Stored data entries

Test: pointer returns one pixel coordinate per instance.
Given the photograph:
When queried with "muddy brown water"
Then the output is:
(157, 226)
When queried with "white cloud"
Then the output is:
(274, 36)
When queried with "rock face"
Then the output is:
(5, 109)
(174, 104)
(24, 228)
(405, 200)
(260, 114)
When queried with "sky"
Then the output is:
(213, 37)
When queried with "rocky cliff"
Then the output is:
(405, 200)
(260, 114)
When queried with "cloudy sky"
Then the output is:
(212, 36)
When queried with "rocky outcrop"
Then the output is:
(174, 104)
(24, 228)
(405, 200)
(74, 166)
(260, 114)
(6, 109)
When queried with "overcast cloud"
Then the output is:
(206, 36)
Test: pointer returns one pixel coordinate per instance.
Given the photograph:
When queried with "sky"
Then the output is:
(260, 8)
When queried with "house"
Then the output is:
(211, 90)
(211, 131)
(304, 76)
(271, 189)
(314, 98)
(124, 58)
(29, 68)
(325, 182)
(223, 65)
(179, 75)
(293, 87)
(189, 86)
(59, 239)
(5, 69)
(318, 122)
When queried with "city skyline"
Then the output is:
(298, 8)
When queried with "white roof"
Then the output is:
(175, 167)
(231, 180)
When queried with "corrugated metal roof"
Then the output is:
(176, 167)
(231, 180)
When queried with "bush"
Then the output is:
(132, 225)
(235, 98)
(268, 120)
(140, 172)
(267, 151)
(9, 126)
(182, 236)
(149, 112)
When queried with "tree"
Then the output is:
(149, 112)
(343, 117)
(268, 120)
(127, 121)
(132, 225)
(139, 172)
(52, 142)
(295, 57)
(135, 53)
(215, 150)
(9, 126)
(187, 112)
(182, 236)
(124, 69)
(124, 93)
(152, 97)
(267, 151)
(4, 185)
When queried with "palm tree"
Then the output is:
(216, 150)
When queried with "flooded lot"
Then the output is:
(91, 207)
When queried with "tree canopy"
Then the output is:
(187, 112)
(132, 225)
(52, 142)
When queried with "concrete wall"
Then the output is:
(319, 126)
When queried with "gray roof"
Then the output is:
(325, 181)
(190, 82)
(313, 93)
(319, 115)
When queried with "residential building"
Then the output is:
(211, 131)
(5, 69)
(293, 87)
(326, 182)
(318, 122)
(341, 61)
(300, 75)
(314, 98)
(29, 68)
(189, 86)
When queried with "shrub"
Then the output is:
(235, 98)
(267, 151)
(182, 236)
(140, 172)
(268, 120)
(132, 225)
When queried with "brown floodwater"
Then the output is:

> Assignment:
Each line of the data that has the string "white" should be returned.

> Task answer:
When queried with "white cloud"
When queried with "white roof"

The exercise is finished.